BEGIN Data to process

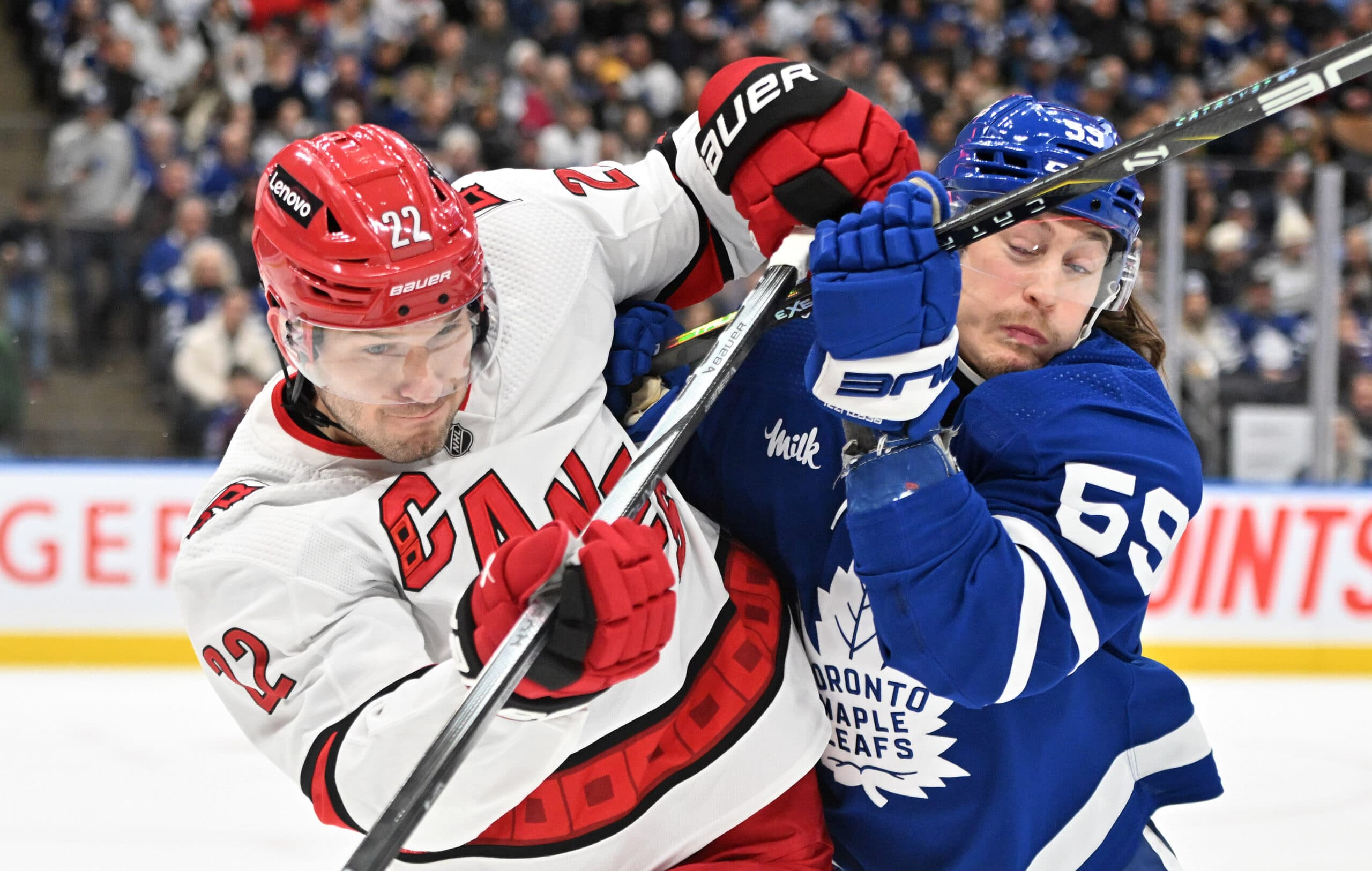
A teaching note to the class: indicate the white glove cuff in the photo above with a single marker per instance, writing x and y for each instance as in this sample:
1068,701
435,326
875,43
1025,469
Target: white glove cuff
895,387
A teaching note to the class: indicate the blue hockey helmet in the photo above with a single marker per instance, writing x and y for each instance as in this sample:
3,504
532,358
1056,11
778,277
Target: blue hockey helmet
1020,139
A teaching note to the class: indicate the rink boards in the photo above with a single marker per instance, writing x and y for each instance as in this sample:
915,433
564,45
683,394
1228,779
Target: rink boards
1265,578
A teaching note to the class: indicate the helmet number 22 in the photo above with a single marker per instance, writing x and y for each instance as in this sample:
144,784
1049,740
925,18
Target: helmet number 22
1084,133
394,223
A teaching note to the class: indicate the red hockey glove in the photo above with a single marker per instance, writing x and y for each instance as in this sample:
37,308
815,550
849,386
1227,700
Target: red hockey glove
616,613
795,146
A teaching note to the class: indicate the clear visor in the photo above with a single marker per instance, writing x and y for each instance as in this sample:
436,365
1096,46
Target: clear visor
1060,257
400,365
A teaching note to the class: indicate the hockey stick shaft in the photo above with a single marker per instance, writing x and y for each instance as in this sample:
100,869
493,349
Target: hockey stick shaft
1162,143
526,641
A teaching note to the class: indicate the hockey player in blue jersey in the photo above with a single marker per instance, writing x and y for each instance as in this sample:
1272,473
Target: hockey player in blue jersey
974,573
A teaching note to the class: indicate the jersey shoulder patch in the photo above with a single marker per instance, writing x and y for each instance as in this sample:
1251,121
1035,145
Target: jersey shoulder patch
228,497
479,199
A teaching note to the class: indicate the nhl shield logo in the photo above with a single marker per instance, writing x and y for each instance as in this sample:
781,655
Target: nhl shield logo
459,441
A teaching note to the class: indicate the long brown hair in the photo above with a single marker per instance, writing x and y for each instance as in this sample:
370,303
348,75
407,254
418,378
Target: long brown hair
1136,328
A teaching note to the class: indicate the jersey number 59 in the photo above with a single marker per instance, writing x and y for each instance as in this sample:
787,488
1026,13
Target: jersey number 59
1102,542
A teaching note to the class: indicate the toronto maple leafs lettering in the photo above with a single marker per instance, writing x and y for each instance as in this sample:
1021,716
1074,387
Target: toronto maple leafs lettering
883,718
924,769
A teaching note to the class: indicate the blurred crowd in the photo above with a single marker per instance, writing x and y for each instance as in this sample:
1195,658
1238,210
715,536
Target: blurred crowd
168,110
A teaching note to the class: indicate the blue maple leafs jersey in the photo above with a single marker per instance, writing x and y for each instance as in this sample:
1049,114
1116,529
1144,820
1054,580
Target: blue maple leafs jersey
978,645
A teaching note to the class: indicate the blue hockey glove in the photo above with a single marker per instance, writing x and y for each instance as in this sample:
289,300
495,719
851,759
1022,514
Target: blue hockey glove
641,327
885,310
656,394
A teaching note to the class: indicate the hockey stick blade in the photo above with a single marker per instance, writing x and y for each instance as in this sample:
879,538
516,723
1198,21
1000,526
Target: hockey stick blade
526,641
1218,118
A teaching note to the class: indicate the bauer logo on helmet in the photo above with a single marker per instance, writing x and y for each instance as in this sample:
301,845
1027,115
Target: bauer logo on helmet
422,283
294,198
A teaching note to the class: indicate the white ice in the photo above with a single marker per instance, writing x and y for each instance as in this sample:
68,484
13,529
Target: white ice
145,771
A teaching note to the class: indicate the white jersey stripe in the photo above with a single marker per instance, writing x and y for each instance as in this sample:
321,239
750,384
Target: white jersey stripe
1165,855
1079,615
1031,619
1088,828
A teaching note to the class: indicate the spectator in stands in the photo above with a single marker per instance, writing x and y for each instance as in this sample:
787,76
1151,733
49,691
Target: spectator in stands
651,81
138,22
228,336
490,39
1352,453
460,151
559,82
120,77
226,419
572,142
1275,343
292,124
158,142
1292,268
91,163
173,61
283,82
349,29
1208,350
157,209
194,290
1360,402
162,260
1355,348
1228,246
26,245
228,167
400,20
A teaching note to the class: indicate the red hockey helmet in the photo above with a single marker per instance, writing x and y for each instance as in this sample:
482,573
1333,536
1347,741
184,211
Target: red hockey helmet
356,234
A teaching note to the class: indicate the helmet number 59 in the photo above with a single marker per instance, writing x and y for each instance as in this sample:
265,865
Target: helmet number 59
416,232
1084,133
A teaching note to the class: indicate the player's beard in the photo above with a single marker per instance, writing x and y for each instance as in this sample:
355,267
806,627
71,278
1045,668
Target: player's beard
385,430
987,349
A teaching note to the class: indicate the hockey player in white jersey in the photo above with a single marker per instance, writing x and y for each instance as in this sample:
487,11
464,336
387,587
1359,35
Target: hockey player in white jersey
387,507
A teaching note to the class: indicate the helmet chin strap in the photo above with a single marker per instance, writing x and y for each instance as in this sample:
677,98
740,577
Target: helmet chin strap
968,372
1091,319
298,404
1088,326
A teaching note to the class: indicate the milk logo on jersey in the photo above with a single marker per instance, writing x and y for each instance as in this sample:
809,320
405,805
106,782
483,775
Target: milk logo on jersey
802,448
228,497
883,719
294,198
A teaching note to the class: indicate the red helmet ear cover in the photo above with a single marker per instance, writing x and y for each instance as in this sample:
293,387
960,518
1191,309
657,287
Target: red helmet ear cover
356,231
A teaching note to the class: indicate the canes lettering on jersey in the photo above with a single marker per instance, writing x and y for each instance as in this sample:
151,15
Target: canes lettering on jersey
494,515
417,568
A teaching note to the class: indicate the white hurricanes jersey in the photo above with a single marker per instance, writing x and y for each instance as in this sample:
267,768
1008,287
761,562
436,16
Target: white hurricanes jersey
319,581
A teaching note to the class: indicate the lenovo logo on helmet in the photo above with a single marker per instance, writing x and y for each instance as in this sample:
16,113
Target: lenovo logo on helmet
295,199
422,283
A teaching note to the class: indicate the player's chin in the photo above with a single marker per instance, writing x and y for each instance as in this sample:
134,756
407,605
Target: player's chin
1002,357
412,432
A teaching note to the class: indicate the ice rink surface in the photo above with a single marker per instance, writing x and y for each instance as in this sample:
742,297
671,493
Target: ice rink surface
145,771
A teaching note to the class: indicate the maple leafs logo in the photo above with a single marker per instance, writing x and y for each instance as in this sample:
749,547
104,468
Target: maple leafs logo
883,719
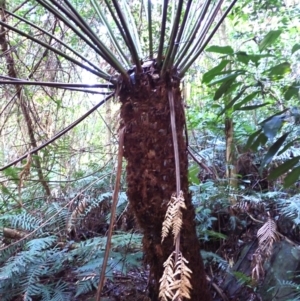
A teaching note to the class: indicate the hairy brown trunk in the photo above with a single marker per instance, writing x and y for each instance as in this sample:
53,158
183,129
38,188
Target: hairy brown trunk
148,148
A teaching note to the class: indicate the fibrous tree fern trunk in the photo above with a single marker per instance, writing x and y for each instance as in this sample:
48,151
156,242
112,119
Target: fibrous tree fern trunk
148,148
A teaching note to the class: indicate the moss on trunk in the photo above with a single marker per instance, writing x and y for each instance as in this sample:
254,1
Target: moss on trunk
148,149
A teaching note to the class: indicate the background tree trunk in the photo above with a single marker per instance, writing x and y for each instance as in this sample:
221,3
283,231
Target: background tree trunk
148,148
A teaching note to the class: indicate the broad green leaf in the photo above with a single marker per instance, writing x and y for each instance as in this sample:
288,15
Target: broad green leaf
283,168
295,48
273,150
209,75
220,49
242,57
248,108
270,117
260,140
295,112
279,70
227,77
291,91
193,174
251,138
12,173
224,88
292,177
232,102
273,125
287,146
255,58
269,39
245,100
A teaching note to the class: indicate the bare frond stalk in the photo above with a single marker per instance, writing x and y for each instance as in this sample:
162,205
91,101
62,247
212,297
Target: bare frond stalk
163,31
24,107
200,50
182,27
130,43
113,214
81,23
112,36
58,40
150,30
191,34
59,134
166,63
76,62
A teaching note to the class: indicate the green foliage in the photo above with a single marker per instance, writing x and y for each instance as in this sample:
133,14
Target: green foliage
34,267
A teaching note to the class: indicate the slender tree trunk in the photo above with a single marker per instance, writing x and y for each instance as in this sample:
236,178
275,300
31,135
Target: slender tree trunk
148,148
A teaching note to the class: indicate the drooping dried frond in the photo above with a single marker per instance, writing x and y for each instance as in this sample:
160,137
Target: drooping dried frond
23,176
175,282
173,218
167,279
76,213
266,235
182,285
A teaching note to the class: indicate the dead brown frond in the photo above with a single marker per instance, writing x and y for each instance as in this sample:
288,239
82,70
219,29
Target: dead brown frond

END Data to process
BEGIN Data to process

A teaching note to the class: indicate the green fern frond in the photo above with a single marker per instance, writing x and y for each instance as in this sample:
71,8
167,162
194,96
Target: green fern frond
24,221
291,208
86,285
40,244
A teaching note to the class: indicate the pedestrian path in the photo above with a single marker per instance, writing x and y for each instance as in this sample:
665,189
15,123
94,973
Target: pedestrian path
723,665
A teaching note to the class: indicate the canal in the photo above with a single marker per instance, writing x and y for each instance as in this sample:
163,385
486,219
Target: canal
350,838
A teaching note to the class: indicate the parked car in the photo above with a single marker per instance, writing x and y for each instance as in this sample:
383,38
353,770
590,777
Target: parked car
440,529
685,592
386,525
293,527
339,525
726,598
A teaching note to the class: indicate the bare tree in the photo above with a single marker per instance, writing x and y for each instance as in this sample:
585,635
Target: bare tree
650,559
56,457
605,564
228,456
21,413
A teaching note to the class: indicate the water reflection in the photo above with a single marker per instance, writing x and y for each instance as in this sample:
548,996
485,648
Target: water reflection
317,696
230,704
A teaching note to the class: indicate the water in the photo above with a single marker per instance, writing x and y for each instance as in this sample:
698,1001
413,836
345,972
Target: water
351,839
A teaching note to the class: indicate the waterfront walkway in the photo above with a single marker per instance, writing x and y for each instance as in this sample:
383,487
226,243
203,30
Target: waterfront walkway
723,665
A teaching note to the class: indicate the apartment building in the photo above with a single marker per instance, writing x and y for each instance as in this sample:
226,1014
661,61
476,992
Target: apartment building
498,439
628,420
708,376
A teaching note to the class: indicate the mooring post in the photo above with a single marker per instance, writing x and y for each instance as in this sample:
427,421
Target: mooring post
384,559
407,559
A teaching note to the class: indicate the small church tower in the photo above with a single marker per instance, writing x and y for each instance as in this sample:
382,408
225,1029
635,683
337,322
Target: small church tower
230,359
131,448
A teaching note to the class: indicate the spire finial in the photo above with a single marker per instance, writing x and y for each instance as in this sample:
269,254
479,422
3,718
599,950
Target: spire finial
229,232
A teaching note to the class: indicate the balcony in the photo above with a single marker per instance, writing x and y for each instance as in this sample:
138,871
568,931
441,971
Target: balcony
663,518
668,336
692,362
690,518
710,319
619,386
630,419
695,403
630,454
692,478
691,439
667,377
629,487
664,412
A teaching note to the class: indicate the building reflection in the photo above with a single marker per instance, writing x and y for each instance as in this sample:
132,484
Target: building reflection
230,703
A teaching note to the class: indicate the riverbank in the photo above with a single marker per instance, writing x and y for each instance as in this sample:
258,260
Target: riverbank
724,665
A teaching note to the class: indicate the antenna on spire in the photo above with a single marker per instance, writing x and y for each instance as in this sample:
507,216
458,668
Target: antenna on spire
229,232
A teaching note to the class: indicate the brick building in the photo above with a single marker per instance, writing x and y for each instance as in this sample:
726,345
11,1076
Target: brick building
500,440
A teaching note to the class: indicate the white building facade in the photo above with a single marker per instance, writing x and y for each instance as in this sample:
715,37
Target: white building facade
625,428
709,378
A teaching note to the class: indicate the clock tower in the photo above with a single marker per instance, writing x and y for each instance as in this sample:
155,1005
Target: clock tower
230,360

END Data to process

__Given instruction__
Gather each line above that contains the word "strap" and copy it in full. Case counts.

__Full output__
A teaching note to the class: indicate the helmet chin strap in the photo above with a single marker per instance, writing x and y for each instance as in this sample:
Target: helmet chin strap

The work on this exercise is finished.